# [GIVEN TASK]
Substitute "Locate" for each "Isolate" in the records below and write the lines out again with nothing else changed. Leave the pictures out.

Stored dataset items
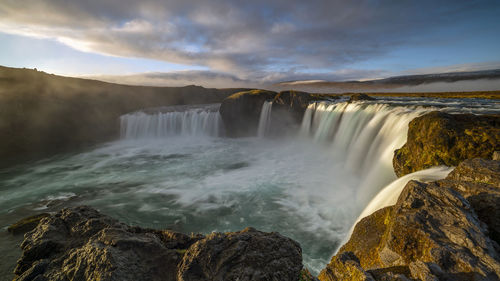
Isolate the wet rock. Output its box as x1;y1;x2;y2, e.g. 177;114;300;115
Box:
15;206;302;281
436;158;500;247
393;111;500;176
319;164;500;280
7;213;50;235
178;228;302;281
219;90;277;137
318;252;375;281
15;207;201;280
220;90;332;137
348;93;376;102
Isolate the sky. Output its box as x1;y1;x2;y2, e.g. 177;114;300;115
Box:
0;0;500;87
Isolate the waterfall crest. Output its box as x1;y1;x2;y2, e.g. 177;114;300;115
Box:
257;101;273;138
120;103;224;139
300;102;429;206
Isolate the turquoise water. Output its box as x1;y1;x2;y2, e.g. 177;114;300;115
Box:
0;137;359;272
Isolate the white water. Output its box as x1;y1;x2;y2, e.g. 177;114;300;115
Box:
257;101;273;138
120;104;224;139
355;166;453;224
0;97;499;274
301;102;428;206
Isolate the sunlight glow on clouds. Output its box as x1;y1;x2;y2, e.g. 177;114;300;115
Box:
0;0;500;85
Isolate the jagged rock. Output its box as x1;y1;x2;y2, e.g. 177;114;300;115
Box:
178;228;302;281
447;158;500;187
348;93;376;102
15;206;302;281
436;158;500;247
318;252;375;281
393;111;500;176
219;90;277;137
15;203;201;280
319;162;500;280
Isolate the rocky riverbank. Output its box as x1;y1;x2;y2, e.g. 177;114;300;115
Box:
7;93;500;281
9;206;302;281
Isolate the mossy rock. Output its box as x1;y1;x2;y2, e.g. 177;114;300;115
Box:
393;111;500;176
349;93;375;102
7;213;50;235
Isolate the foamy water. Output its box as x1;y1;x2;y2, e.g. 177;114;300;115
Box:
0;99;500;273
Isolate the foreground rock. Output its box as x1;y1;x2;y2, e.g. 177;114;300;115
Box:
219;90;277;137
393;111;500;176
15;207;302;281
319;159;500;280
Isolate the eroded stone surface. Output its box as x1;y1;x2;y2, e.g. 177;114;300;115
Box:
15;206;302;281
393;111;500;176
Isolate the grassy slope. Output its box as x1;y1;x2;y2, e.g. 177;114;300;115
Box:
0;67;248;166
341;91;500;99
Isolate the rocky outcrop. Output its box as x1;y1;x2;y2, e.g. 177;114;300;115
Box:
7;213;50;235
319;159;500;280
393;111;500;176
0;66;249;167
15;206;302;281
178;228;302;281
219;90;277;137
348;93;376;102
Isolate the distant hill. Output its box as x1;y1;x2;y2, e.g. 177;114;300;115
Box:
271;69;500;92
0;66;246;166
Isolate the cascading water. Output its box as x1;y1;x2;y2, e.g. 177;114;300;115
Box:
257;101;273;138
301;102;428;206
0;99;500;279
120;103;224;139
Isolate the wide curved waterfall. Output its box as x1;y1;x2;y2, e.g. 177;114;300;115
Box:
120;103;224;139
300;102;428;206
257;101;273;138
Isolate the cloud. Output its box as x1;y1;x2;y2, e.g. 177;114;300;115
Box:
82;70;263;88
0;0;498;83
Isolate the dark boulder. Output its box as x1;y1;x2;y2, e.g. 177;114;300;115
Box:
178;225;302;281
15;206;302;281
219;90;277;137
348;93;376;102
393;111;500;176
436;158;500;246
319;159;500;280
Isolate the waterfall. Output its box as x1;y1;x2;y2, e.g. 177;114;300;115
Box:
120;104;224;139
356;166;453;223
300;102;429;206
257;101;273;138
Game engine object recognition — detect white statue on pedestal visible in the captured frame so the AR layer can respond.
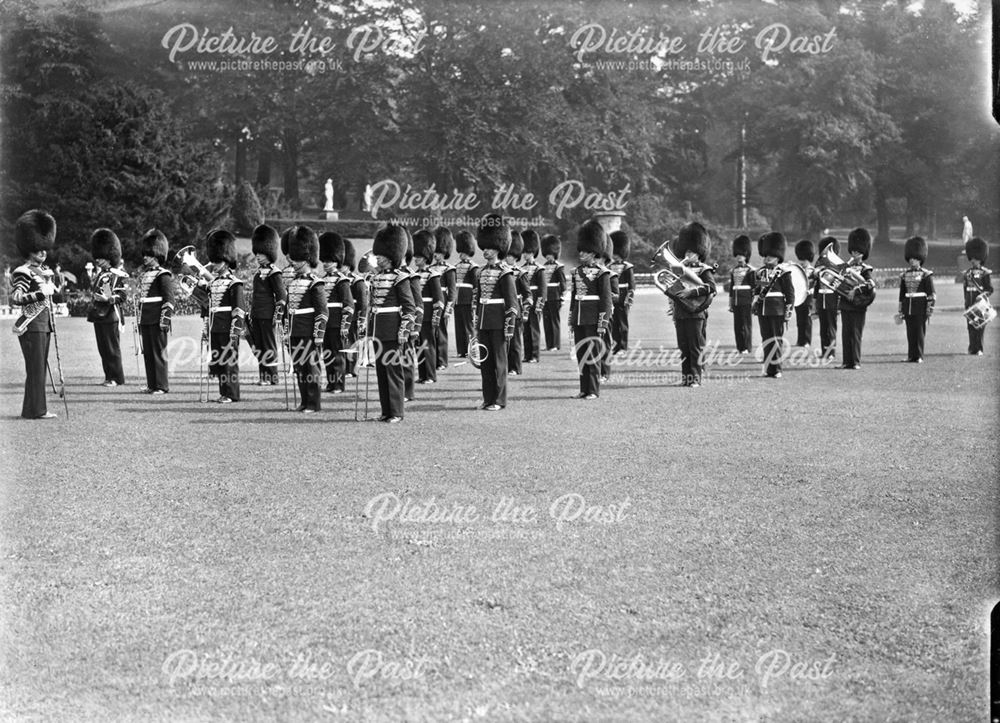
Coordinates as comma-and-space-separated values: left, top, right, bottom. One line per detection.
323, 178, 333, 211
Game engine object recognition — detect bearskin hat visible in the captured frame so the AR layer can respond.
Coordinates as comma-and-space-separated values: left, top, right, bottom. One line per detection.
476, 213, 510, 257
611, 231, 632, 261
341, 238, 358, 271
14, 209, 56, 258
90, 228, 122, 266
677, 221, 712, 263
576, 219, 608, 256
507, 229, 524, 258
847, 228, 872, 260
541, 234, 562, 260
413, 228, 436, 264
757, 231, 786, 262
733, 234, 753, 261
817, 236, 840, 256
250, 223, 278, 264
139, 228, 170, 264
903, 236, 927, 264
965, 236, 990, 264
372, 222, 409, 269
288, 226, 319, 266
521, 228, 539, 258
434, 226, 455, 260
205, 228, 236, 269
319, 231, 352, 267
455, 229, 476, 256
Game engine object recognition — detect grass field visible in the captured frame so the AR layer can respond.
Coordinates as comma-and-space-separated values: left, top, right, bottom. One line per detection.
0, 282, 1000, 721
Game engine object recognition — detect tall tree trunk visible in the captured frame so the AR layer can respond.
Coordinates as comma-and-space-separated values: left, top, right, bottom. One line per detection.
257, 143, 272, 189
281, 128, 302, 211
875, 182, 889, 243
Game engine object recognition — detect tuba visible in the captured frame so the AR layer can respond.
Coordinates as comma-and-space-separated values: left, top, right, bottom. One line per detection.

# [COMPLETED TASK]
Locate the wet rock. Output its box as x1;y1;x2;y2, e.g. 177;114;300;115
Box:
15;206;302;281
436;158;500;247
393;111;500;176
319;164;500;280
7;213;50;235
178;228;302;281
219;90;277;137
318;252;375;281
15;207;201;280
220;90;332;137
348;93;376;102
Locate the sky. Output its box as x1;y1;x2;y2, e.g. 177;114;300;115
Box:
0;0;500;87
Locate the waterfall crest. Output its box as x1;y1;x2;y2, e.g. 177;114;300;115
Box:
257;101;273;138
120;103;224;139
300;102;429;206
Locate the turquoise water. Output its box as x1;y1;x2;y2, e.g. 177;114;300;115
Box:
0;137;359;272
Locate the white water. Output its box as x1;y1;x2;y2, e.g. 177;114;300;115
Box:
257;101;273;138
120;104;224;139
355;166;453;224
0;97;499;274
301;102;428;206
Locate the sunlight glow on clouds. Output its box as x1;y1;x2;y2, e.g. 177;114;300;115
Box:
0;0;500;85
Locate the jagged rock. Output its box as x1;y1;x2;y2, e.g. 177;114;300;115
Box:
178;228;302;281
447;158;500;187
348;93;376;102
15;206;302;281
436;158;500;247
318;252;375;281
393;111;500;176
219;90;277;137
15;203;201;280
319;162;500;280
Locate the rocky riverbank. Output its box as x1;y1;x2;y2, e.g. 177;114;300;115
Box:
7;93;500;281
9;206;302;281
Locate the mossy rock. Output its box as x1;y1;x2;y2, e.g. 177;114;300;115
Box:
393;111;500;176
349;93;375;102
7;213;50;235
Locate the foamy water. Output its box as x1;y1;x2;y2, e.g. 177;114;300;115
Box:
0;99;500;273
Locate the foreground rock. Output its box as x1;y1;x2;y2, e.g. 177;114;300;115
Box:
219;90;277;137
393;111;500;176
15;207;302;281
319;159;500;280
Locate the eroded stone surface. Output its box as x1;y1;x2;y2, e.g. 177;114;300;115
Box:
15;206;302;281
393;111;500;176
Locate the grassy slope. Output its box as x1;y1;x2;y2, e.g. 177;114;300;115
Box:
0;67;248;166
341;91;500;99
Locate the rocky outcrop. Output its box as x1;y1;x2;y2, e.g. 177;114;300;115
Box:
7;213;50;235
319;159;500;280
393;111;500;176
0;66;249;167
15;206;302;281
178;228;302;281
219;90;277;137
348;93;376;102
Locate the distant hill. Output its box as x1;y1;x2;y2, e.g. 177;114;300;115
Box:
271;69;500;92
0;66;246;166
Locate the cascading water. Output its box as x1;y1;x2;y2, e.g. 177;114;300;115
Box:
257;101;273;138
301;102;428;206
0;99;500;279
120;103;224;139
Locate the wide curved waterfall. Output its box as x1;y1;x2;y2, e.g. 177;114;300;115
Box:
120;103;224;139
300;102;428;206
257;101;273;138
Locate the cloud. Output its box as x1;y1;x2;y2, e.g. 177;114;300;115
Box:
82;70;263;88
0;0;498;83
Locate the dark boulder. Output its box as x1;y1;x2;y2, e.g. 177;114;300;115
Box:
178;225;302;281
15;206;302;281
219;90;277;137
348;93;376;102
393;111;500;176
436;158;500;246
319;159;500;280
Locate the waterfall. Output its box as x1;y1;x2;y2, e.g. 177;114;300;115
Box:
120;104;224;139
356;166;453;223
300;102;429;206
257;101;273;138
Game engine object recognition — detect white statue on pedestal visible in the captured frame so the AR layer can respond.
Coordinates as comma-and-space-separated values: left, top, right, bottom. One line per detection.
323, 178, 333, 211
Game engine object recognition — detect bearskin hat visible in the captured frame so the AR layer can respond.
Coordinates as comma-and-space-separated values: left, top, right, bottom. One line per detection.
476, 213, 510, 257
611, 231, 632, 261
341, 238, 358, 271
14, 209, 56, 258
90, 228, 122, 266
677, 221, 712, 263
576, 219, 608, 256
507, 229, 524, 258
847, 228, 872, 260
541, 234, 562, 260
413, 228, 436, 264
757, 231, 786, 262
733, 234, 753, 261
817, 236, 840, 256
250, 223, 278, 264
139, 228, 170, 264
903, 236, 927, 264
965, 236, 990, 264
372, 222, 409, 269
288, 226, 319, 266
521, 228, 539, 258
434, 226, 455, 260
205, 228, 236, 269
319, 231, 352, 267
455, 229, 476, 256
Game engine object recognition — detect grass field visible in the captured frame so the AR layer can respond.
Coordinates as comma-and-space-separated values: left, top, right, bottom. One line per detection.
0, 282, 1000, 721
Game engine object recognition — detect tall tree trunk visible in the captured frame so the AR layer can respond.
Coordinates as comma-and-space-separated values: left, top, right, bottom. One line per detection.
257, 143, 272, 189
281, 128, 302, 211
875, 182, 889, 243
Game engine object recognition — detect tuba visible in the captured frame so the AR layer can respond.
Coordinates as comma-and-space-separated values: left, top, right, bottom. One line per detection.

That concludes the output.